▶ Text segment
(begin)

Wednesday, January 23, 2013

Move over Toronto: It's our game


George Armstrong cradles the Stanley Cup in 1967 as the Maple Leafs gather round to celebrate. Hockey Hall of Fame
About Dejan Kovacevic
Pittsburgh Tribune-Review Sports Columnist Dejan Kovacevic can be reached via e-mail

Pittsburgh Tribune-Review

Published: Tuesday, January 22, 2013, 10:30 p.m.
Updated 10 hours ago 

Minutes before the Penguins‘ intrasquad scrimmage a week ago, a security officer outside Consol Energy Center‘s main entrance broke the bad news to about 1,000 fans gathered near the glass.
“Doors closed! Sorry, folks, that‘s it!”
Almost immediately, one youngster shouted that his buddy heard they were still letting fans in through the Centre Avenue entrance on the opposite side.
And so, they ran.
Several hundred of those fans bolted on an uphill sprint around the old church, through the grass, over a fence, whatever it took.

(end)

(Contour labeling items)
(begin)

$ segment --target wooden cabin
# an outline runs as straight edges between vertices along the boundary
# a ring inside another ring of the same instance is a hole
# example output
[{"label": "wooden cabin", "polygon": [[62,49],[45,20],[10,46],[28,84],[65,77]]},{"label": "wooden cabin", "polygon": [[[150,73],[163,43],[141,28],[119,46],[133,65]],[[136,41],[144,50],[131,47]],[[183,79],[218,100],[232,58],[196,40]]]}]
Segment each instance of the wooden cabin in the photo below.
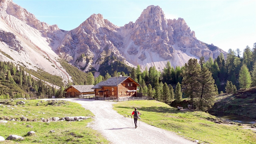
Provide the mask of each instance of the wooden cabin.
[{"label": "wooden cabin", "polygon": [[101,81],[92,88],[94,89],[95,96],[129,97],[136,97],[137,87],[140,86],[130,77],[118,77]]},{"label": "wooden cabin", "polygon": [[94,94],[95,92],[92,88],[94,85],[71,85],[64,91],[67,92],[65,97],[79,97],[79,95]]}]

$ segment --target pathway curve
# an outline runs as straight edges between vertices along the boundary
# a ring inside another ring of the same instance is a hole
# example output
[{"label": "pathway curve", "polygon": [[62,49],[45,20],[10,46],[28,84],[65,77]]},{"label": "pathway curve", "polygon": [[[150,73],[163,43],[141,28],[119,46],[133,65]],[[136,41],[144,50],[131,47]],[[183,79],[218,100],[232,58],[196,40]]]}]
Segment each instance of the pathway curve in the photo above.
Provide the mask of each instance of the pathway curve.
[{"label": "pathway curve", "polygon": [[[126,117],[112,109],[112,101],[79,98],[61,99],[81,105],[95,115],[88,126],[101,132],[113,143],[196,143],[170,132],[139,120],[134,127],[133,119]],[[139,110],[138,110],[139,111]],[[133,110],[131,110],[131,112]],[[143,118],[142,115],[142,118]],[[135,138],[137,139],[134,141]]]}]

(end)

▶ Written problem
Reproduce the Pittsburgh hockey column from above in full, word for word.

▶ Answer to this task
Wednesday, January 23, 2013

Move over Toronto: It's our game


George Armstrong cradles the Stanley Cup in 1967 as the Maple Leafs gather round to celebrate. Hockey Hall of Fame
About Dejan Kovacevic
Pittsburgh Tribune-Review Sports Columnist Dejan Kovacevic can be reached via e-mail

Pittsburgh Tribune-Review

Published: Tuesday, January 22, 2013, 10:30 p.m.
Updated 10 hours ago 

Minutes before the Penguins‘ intrasquad scrimmage a week ago, a security officer outside Consol Energy Center‘s main entrance broke the bad news to about 1,000 fans gathered near the glass.
“Doors closed! Sorry, folks, that‘s it!”
Almost immediately, one youngster shouted that his buddy heard they were still letting fans in through the Centre Avenue entrance on the opposite side.
And so, they ran.
Several hundred of those fans bolted on an uphill sprint around the old church, through the grass, over a fence, whatever it took.